*YOUR OBJECTIVE:*
Restate each of the lines given below, word for word.

┌────────

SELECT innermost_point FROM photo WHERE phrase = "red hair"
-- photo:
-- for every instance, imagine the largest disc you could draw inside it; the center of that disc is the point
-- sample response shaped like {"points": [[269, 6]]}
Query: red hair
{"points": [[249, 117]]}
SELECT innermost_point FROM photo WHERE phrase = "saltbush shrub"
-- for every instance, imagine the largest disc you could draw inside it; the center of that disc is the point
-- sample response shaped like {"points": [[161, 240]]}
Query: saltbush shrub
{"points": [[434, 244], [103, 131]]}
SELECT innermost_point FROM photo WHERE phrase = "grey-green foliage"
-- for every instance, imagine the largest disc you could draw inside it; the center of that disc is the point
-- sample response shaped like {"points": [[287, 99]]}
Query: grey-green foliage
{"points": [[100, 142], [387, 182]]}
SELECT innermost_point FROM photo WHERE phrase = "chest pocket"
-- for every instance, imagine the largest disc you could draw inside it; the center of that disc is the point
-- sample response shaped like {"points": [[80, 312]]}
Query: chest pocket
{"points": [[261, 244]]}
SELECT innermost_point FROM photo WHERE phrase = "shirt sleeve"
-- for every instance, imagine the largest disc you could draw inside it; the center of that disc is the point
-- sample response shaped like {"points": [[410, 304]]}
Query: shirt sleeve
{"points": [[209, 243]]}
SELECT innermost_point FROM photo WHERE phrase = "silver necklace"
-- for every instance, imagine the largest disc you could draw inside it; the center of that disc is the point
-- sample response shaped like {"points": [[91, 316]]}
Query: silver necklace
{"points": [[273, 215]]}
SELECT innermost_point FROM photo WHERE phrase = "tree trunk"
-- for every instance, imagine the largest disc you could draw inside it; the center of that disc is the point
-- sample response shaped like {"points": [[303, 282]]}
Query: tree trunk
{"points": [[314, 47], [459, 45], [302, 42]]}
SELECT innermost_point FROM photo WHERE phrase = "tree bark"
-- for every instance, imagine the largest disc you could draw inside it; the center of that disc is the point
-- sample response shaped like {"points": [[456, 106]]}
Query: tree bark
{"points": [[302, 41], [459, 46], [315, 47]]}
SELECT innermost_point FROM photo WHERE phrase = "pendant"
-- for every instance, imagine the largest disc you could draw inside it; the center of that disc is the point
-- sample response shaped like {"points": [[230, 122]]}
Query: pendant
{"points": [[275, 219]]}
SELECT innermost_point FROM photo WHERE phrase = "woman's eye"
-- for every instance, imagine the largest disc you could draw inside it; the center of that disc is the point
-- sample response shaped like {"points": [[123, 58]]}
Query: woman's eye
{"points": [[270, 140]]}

└────────

*SOLUTION TO THIS TASK:*
SELECT innermost_point FROM photo WHERE phrase = "red hair"
-- photo:
-- for every instance, imagine the largest disc you could draw inside it; the center of that disc is the point
-- sample response shaped like {"points": [[269, 6]]}
Query: red hair
{"points": [[249, 117]]}
SELECT innermost_point FROM photo WHERE phrase = "saltbush shrub"
-- for every instance, imagine the largest disc you could draw inside it; the center of that disc is the point
-- sample response shaped like {"points": [[161, 240]]}
Query: saltbush shrub
{"points": [[434, 244], [103, 131]]}
SELECT innermost_point FROM photo WHERE phrase = "grey-green foliage"
-- for every instance, imagine the largest disc you could draw inside it; the center of that disc is the point
-- sample response shaped like {"points": [[287, 99]]}
Query: grey-green foliage
{"points": [[100, 142], [387, 182]]}
SELECT innermost_point FROM photo WHERE phrase = "chest pocket"
-- for every instance, imagine the largest disc you could draw inside it; the center of that disc is the point
-- sample response shaped like {"points": [[80, 312]]}
Query: chest pocket
{"points": [[261, 244]]}
SELECT innermost_point FROM photo WHERE phrase = "shirt sleeve"
-- for every instance, imagine the largest disc you could draw inside it; the center of that disc is the point
-- sample response shaped like {"points": [[410, 304]]}
Query: shirt sleeve
{"points": [[209, 243]]}
SELECT innermost_point FROM photo WHERE phrase = "silver necklace"
-- for every instance, imagine the largest disc you could draw inside it; the center of that disc is the point
-- sample response shaped like {"points": [[91, 316]]}
Query: silver necklace
{"points": [[273, 215]]}
SELECT innermost_point FROM photo WHERE phrase = "tree trunk"
-- for every instance, imagine the largest disc you could draw inside it; the center of that disc is the point
-- sample response shaped like {"points": [[303, 282]]}
Query: tree trunk
{"points": [[314, 47], [459, 45], [302, 42]]}
SELECT innermost_point FROM photo WHERE phrase = "tree bark"
-- for every instance, imagine the largest disc you could draw inside it; the center of that disc is the point
-- sample response shaped like {"points": [[456, 106]]}
Query: tree bark
{"points": [[302, 41], [459, 46], [315, 47]]}
SELECT innermost_point FROM photo WHERE phrase = "pendant"
-- for every instance, imagine the largest disc you could draw inside it; the center of that disc is the point
-- sample response shaped like {"points": [[230, 122]]}
Query: pendant
{"points": [[275, 219]]}
SELECT innermost_point FROM photo WHERE phrase = "woman's eye"
-- for every instance, imagine the largest disc you could draw inside it; the center of that disc is the point
-- sample response shaped like {"points": [[123, 58]]}
Query: woman's eye
{"points": [[270, 140]]}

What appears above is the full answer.